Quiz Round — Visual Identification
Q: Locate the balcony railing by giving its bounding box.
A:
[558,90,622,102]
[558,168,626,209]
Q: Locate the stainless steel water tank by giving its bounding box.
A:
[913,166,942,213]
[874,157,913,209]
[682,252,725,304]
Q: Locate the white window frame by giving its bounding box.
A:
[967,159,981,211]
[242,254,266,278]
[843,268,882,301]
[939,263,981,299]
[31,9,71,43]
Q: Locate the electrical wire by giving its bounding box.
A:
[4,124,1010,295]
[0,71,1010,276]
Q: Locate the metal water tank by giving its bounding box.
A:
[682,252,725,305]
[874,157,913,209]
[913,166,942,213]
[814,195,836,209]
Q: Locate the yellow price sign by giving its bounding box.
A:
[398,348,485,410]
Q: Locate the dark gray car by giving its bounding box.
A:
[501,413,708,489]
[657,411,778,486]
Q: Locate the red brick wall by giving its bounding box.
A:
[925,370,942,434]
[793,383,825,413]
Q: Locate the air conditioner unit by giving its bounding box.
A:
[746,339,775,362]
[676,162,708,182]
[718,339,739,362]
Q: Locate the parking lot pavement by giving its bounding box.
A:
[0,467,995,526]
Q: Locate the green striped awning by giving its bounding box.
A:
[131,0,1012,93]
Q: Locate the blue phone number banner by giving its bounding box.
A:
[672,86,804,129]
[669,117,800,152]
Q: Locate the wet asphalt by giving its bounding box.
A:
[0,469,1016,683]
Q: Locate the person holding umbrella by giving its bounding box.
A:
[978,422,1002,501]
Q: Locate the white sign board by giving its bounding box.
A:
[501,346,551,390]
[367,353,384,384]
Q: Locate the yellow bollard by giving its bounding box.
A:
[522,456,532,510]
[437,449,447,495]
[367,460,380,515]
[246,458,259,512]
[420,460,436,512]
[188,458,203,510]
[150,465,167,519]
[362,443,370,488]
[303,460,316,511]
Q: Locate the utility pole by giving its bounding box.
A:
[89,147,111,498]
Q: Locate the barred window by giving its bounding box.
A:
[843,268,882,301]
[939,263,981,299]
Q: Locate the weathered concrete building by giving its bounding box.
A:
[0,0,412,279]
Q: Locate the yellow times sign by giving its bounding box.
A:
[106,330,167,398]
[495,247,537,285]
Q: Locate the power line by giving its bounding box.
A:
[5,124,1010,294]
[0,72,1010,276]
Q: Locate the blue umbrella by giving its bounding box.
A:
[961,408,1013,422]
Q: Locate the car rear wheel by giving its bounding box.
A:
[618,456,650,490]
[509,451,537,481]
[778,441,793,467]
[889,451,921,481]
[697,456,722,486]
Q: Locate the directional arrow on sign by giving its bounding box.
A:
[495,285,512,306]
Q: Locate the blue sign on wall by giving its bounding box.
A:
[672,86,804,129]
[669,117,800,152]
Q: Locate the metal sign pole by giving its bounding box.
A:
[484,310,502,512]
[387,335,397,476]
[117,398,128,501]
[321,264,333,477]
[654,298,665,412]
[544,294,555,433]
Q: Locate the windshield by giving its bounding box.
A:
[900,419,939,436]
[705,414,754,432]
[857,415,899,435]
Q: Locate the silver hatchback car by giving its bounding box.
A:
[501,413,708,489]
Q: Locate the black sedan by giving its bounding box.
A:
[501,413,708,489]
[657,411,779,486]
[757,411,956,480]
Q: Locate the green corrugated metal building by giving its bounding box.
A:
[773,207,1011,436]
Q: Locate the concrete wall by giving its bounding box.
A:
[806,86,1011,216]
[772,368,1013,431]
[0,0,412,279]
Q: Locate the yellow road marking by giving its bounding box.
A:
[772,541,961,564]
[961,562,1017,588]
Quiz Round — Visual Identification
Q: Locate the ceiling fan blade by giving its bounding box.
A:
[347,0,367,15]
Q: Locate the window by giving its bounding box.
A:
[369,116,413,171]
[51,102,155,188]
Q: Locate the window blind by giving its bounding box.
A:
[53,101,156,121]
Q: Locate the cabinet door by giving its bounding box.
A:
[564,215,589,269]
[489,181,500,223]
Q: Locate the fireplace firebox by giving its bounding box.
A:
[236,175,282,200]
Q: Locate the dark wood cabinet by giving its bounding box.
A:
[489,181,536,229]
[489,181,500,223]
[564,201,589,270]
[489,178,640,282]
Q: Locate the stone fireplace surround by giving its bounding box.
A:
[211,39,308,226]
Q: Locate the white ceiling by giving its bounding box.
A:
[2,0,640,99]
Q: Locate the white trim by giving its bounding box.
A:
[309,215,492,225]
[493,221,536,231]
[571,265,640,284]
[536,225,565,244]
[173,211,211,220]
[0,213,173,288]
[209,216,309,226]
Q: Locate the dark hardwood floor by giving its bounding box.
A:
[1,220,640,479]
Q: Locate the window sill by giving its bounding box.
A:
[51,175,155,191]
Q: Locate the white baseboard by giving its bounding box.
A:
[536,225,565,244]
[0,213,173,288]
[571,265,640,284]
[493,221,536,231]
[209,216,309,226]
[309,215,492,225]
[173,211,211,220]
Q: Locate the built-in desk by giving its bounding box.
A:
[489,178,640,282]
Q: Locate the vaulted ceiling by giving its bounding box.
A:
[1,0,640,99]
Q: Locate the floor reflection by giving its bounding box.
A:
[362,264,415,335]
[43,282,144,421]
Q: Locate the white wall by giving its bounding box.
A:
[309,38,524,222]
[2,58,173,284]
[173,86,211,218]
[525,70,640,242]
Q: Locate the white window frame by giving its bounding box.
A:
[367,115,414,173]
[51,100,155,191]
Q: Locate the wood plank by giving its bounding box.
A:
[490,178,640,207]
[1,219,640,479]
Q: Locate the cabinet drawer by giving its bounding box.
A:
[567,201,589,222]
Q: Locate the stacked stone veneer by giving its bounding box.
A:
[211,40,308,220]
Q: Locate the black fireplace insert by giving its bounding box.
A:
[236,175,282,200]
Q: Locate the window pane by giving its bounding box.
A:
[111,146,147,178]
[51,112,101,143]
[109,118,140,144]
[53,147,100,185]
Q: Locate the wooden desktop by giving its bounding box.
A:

○ ○ ○ ○

→ **Work required**
Please pull out every line of the records above that contains the word "stone" and list those lines.

→ **Answer to the exercise**
Q: Locate the stone fireplace surround by giving its bounding box.
Q: Locate the stacked stone veneer by giving its bounding box.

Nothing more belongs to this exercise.